やること: 老人の養生と「安」の字についての講演の文章を、最後の文のあとから書き足してください。

本文の抜き出し:

「安」 の一字こそが重要
1998(平成10)年、東京国際仏教塾の開講式で行われた鎌田茂雄先生の記念講演を18回に分け、ご紹介しております。本日は第16回です。
それでは老人で一番必要なのは何か、 といいますと、
【老を養うは一の安あんの字を占たもつを要す。 心安こころやすく、 身安みやすく、 事安ことやし。 何の養か之これに如しかん。 】
(老人の養生には安の一字を保つ事が肝要である。 即ち心が安らかで、 身も安らかで、 事をなすにも安らかであること、 これに過ぎた養生はないのである。)
簡単だというのです。 老人の養生は一つの安の字。 安心の安。 安心の安は心を安らかにすること。
それから、 心安く、 身安く、 事安しと、 こう言っているのです。 良い言葉ですね。 心を安らかにしなければならないから、 心安しです。 そして、 見安くです。 体も安らかにしなければいけない。 最後は事安しです。

データ集めの記録:
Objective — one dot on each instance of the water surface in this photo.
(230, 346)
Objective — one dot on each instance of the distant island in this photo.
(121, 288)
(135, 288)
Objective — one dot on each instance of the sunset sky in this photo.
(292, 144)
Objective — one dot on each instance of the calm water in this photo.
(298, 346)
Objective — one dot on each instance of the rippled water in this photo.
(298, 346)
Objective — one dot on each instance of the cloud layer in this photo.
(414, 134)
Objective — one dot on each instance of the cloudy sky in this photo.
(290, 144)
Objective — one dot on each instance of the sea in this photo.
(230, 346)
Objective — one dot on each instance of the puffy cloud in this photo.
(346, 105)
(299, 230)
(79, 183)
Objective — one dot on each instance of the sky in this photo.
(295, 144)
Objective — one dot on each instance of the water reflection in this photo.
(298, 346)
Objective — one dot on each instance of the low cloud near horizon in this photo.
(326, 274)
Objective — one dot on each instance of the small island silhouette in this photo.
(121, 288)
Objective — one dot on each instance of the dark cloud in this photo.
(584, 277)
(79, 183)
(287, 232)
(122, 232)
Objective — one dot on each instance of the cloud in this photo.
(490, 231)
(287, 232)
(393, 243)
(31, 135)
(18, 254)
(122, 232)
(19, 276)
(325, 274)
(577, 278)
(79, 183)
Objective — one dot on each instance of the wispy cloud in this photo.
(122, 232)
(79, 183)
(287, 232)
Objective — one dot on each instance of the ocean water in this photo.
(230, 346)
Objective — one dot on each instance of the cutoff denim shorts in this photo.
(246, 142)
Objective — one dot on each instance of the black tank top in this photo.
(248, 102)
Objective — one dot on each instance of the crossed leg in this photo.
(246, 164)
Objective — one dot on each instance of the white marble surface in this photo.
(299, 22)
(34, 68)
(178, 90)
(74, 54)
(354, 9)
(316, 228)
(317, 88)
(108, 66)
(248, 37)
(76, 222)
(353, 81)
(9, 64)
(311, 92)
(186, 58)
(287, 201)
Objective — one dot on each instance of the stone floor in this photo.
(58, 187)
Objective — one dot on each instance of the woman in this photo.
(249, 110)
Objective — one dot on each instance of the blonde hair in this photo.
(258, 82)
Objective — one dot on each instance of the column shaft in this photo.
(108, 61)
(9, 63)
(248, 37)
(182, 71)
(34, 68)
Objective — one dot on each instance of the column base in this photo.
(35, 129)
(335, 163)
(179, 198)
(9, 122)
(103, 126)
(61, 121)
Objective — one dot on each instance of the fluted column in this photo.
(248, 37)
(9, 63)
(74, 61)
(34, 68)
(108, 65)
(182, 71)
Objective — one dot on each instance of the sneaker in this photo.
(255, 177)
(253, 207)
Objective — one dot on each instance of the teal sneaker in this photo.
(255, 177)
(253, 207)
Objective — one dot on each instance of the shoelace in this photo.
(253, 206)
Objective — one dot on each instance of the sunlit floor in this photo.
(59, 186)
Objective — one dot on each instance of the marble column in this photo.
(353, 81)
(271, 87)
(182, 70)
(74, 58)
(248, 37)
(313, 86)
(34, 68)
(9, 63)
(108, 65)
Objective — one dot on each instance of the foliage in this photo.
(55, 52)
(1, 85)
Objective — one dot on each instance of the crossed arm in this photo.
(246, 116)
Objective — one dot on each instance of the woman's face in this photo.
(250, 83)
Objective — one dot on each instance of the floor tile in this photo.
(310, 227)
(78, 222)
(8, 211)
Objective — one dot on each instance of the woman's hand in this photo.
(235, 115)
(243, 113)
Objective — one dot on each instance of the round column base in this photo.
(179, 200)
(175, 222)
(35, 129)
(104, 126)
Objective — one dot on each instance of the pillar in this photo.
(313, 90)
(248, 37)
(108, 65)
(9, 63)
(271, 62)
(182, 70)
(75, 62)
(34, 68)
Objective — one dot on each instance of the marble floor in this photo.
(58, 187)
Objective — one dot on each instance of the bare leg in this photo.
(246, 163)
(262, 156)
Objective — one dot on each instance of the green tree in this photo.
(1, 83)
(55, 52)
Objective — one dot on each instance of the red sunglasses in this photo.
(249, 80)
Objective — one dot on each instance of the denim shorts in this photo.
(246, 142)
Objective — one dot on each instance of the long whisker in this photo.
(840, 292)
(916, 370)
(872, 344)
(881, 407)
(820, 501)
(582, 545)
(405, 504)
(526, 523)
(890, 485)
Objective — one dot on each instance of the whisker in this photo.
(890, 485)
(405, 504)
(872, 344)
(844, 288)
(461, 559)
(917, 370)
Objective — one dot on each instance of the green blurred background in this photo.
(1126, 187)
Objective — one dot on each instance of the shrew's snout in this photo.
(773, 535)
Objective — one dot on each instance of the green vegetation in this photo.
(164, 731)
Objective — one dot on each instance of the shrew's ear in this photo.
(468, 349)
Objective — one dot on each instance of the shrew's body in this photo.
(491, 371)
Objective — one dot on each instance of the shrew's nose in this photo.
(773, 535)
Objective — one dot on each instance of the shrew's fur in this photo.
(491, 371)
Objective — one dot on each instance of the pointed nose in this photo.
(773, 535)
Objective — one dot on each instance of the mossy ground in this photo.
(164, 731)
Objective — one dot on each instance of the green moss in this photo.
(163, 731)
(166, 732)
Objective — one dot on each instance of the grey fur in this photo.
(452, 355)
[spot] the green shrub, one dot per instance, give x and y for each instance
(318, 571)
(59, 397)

あなたの答え:
気持ちを安らかにするためには、 信仰も大切です。 信仰の結果、 気持ちが安らかになっていくのです。 身が軽やかで、 安定していなければならないのです。 体を安定させるためには、 規則正しい生活が必要なのです。
事安しは、 何か起こるとします。 皆さんの家庭でも、 しょっちゅう何か起こるでしょう。 子供が独立してしまって、 夫婦だけでも色々な事が起こるのです。 どちらかが病気になると、 一緒に病院へ行かなければならない。 まして入院となると、 何か届けに行かなければならないし、 見舞いにも行く。 奥さんを介抱している間に、 今度は自分が具合が悪くなり、 夫婦共稼ぎでなく、 夫婦共介抱という事になってしまうのです。
80歳代の夫婦が、 互いに看病していかなければならない。 相手の身を何とかしていかなければならない。 ですから、 事安しというのは大切な事なのです。
事件が起こるといけないのです。 家族の中でも、 親戚の中でも、 仕事の上でもです。